• Exercise requirements
A verbatim reproduction of the lines below, from the line containing "negative clicks: (212, 175) (213, 176)" through the line containing "box: [356, 85, 400, 98]", both ends included, is the whole required output.
+++ Record extracts
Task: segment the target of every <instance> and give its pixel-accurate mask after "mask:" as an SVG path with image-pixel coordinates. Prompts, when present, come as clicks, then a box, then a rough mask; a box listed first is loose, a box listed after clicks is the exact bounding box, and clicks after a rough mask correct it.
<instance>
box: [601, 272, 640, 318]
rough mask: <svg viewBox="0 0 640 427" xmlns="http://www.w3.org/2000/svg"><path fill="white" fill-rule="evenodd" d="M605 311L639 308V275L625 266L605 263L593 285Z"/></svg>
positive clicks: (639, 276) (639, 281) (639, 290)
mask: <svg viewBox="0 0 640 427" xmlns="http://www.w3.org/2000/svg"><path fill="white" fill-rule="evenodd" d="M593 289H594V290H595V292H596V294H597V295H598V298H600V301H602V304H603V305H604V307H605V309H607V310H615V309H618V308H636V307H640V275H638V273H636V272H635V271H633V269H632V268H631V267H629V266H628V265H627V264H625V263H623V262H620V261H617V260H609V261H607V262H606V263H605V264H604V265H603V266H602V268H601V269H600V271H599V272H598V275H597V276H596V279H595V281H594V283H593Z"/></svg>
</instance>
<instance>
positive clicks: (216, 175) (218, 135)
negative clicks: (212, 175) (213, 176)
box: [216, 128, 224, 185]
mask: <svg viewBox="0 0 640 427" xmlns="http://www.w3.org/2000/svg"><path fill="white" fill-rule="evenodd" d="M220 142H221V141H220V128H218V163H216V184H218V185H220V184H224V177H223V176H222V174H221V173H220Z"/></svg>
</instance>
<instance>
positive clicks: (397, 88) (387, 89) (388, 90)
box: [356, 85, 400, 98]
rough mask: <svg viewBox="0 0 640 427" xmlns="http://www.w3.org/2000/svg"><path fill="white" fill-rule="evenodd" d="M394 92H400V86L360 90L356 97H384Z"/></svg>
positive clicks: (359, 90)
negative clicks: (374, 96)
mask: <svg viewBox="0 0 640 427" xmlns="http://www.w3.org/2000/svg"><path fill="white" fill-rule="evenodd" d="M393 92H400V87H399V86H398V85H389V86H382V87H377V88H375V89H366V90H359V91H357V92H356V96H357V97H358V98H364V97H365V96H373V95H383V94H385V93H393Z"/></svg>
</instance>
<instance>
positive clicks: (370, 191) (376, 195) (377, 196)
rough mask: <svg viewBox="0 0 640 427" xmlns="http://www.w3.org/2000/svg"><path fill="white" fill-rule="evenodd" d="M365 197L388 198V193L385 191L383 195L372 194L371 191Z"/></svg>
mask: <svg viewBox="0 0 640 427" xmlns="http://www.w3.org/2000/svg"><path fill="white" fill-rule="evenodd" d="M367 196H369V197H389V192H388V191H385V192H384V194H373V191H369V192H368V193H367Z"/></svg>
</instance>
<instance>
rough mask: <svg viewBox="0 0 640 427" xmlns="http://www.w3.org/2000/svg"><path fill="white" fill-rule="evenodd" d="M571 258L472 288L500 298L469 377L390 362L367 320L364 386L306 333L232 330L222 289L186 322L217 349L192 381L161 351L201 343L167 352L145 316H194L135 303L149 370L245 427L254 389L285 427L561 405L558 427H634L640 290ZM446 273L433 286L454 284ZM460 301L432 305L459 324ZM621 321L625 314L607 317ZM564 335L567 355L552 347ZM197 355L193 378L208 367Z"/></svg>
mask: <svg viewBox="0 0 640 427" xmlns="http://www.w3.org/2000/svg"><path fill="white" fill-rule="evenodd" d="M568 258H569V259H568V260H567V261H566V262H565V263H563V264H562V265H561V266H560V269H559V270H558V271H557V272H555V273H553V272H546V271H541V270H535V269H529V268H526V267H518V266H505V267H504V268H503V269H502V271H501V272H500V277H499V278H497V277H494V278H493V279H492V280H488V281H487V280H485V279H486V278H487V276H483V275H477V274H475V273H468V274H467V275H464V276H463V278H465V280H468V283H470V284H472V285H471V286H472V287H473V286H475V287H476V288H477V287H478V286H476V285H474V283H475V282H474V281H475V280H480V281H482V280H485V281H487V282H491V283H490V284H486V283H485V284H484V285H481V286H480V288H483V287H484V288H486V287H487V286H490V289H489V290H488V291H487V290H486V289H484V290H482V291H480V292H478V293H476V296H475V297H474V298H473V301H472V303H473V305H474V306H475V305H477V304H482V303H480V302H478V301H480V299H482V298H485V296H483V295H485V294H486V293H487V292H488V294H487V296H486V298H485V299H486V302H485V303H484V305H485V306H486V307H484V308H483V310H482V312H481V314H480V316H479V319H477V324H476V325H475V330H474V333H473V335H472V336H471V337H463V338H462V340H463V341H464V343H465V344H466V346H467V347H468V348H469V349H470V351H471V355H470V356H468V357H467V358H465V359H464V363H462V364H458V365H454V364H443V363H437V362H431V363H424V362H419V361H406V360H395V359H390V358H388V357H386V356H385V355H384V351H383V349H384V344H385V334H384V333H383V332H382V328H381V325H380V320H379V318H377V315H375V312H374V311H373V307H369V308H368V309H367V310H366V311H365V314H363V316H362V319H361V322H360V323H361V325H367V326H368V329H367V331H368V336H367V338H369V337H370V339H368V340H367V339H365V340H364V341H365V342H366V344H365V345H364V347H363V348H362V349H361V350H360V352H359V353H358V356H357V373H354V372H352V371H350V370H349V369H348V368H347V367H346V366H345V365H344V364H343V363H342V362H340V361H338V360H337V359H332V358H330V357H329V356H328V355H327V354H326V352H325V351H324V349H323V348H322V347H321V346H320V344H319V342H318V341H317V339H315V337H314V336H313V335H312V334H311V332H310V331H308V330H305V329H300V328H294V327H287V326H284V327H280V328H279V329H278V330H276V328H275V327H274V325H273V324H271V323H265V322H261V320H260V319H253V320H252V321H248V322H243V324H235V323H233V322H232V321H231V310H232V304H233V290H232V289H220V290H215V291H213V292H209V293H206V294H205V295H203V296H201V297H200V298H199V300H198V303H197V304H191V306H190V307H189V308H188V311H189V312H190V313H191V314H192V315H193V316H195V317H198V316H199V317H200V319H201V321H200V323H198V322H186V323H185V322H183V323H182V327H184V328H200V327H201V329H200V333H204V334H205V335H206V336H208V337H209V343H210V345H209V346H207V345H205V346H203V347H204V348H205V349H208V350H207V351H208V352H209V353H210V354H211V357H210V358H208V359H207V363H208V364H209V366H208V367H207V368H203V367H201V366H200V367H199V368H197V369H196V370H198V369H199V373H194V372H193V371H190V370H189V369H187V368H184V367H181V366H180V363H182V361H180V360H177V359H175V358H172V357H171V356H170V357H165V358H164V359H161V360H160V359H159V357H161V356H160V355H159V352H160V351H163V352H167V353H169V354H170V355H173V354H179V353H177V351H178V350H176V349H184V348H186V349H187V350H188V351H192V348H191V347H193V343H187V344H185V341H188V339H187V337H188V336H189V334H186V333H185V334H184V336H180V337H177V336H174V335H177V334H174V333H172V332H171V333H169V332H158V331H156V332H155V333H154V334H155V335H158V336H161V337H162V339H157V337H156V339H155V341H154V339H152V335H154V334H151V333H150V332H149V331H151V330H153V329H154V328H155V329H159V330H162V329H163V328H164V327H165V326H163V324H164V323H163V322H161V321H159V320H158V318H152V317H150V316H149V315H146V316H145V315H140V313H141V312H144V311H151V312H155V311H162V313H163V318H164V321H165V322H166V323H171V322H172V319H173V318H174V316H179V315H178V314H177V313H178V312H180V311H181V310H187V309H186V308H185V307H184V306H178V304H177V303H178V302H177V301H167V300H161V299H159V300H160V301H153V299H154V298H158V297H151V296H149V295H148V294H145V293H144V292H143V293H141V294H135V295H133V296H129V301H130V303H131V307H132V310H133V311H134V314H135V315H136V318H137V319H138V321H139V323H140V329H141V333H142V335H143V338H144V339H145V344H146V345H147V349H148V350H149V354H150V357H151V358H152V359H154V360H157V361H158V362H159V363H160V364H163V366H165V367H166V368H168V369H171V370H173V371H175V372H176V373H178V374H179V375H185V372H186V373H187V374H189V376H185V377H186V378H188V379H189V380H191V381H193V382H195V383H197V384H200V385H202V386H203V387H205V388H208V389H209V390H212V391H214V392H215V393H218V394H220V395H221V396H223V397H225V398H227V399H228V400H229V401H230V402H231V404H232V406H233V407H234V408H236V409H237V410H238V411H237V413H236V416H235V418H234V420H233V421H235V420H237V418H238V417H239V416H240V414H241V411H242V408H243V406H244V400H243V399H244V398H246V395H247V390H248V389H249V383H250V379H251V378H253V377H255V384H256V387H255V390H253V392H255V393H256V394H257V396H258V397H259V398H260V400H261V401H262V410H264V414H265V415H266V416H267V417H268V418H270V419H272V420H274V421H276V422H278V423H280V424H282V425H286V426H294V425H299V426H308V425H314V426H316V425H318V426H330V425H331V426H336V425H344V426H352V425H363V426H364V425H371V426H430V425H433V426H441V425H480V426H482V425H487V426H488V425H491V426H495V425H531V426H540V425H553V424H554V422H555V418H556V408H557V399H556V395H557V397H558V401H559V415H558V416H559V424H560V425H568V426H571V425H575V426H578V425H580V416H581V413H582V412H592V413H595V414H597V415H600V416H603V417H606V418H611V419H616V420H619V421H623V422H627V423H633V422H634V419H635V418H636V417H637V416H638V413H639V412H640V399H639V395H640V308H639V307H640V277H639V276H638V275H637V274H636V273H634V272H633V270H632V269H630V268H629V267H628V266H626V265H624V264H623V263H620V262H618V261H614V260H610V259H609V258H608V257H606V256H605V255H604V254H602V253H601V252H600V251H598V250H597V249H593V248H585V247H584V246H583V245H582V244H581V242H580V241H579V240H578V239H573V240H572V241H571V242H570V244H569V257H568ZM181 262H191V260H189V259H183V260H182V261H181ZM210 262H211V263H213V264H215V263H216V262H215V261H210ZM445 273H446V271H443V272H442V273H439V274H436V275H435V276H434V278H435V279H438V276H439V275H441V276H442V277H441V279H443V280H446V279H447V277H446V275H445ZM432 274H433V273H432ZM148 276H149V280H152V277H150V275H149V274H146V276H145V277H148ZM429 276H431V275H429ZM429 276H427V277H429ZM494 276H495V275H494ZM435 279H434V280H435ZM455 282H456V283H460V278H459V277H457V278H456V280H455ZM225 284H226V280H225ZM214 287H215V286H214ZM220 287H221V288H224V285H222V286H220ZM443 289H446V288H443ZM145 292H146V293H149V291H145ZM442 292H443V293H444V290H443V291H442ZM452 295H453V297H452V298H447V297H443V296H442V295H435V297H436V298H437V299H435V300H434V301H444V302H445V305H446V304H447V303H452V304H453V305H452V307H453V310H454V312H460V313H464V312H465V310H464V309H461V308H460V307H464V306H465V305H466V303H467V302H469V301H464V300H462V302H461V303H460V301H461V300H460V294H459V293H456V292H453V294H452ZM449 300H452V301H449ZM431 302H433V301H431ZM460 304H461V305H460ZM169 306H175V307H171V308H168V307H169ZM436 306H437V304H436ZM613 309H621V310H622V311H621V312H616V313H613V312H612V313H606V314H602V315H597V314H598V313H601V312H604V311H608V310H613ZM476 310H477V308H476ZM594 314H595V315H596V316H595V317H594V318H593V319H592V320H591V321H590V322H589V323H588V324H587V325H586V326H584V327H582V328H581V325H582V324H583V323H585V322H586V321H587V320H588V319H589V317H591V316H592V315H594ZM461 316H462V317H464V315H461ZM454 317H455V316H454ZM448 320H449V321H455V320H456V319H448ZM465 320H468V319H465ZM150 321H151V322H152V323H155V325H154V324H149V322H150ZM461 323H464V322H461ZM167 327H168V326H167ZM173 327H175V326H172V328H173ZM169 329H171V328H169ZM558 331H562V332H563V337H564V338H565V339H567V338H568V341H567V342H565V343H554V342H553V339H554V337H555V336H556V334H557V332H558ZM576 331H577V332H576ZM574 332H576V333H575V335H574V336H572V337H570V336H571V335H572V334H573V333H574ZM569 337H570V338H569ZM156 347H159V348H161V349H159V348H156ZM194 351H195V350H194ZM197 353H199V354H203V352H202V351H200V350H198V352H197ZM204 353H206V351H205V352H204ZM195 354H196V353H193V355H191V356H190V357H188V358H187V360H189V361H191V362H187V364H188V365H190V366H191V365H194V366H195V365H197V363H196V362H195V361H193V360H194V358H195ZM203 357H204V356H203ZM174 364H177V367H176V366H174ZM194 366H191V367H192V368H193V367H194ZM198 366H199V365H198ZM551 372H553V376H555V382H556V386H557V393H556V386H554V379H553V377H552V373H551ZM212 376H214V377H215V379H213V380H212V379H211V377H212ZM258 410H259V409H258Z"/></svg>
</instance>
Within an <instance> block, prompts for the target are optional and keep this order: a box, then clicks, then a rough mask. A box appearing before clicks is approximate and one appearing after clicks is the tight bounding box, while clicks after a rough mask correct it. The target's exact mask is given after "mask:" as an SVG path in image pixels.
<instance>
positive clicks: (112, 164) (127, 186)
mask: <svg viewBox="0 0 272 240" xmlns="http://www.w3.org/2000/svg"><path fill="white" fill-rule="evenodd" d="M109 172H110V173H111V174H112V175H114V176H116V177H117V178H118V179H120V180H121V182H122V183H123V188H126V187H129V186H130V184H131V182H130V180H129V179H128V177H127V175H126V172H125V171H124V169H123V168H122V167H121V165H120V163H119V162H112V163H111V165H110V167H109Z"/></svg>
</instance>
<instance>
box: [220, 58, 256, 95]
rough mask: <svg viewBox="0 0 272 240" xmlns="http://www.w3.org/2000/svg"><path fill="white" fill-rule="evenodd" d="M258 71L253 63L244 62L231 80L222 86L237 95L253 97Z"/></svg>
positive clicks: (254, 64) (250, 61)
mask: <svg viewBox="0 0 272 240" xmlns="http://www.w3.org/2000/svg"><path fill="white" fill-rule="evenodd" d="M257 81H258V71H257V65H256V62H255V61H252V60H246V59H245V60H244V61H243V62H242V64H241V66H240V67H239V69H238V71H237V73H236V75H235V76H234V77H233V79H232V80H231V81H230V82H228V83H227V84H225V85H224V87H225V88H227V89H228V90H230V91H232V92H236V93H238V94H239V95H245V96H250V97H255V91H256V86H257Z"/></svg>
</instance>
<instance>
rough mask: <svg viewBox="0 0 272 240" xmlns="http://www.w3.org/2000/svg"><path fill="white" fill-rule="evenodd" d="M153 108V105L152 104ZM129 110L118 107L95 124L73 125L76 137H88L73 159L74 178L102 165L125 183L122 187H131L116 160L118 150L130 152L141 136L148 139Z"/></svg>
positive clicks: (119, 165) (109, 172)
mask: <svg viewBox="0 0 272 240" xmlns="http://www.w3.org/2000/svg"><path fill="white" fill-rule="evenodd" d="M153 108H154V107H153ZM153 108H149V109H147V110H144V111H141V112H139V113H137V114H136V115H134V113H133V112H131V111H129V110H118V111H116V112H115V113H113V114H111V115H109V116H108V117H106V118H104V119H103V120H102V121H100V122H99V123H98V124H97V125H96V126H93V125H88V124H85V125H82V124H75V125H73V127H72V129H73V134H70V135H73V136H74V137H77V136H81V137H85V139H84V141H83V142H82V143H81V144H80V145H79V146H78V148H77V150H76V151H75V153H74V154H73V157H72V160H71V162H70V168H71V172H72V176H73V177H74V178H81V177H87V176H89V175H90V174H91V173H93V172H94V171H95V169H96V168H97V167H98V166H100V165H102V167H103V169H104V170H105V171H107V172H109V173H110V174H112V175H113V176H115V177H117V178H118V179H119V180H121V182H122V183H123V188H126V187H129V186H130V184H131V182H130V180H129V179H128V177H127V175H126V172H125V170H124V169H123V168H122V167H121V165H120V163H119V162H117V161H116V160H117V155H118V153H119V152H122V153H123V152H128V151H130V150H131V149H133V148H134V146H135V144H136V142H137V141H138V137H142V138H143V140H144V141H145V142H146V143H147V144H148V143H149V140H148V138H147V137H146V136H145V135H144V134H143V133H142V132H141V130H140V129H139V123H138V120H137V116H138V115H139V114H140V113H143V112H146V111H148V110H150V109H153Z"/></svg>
++++++
• Solution to this task
negative clicks: (212, 175) (213, 176)
box: [216, 128, 224, 185]
mask: <svg viewBox="0 0 640 427" xmlns="http://www.w3.org/2000/svg"><path fill="white" fill-rule="evenodd" d="M220 142H221V141H220V128H218V163H216V184H218V185H220V184H224V177H223V176H222V174H221V173H220Z"/></svg>
</instance>
<instance>
positive clicks: (397, 88) (387, 89) (388, 90)
box: [356, 85, 400, 98]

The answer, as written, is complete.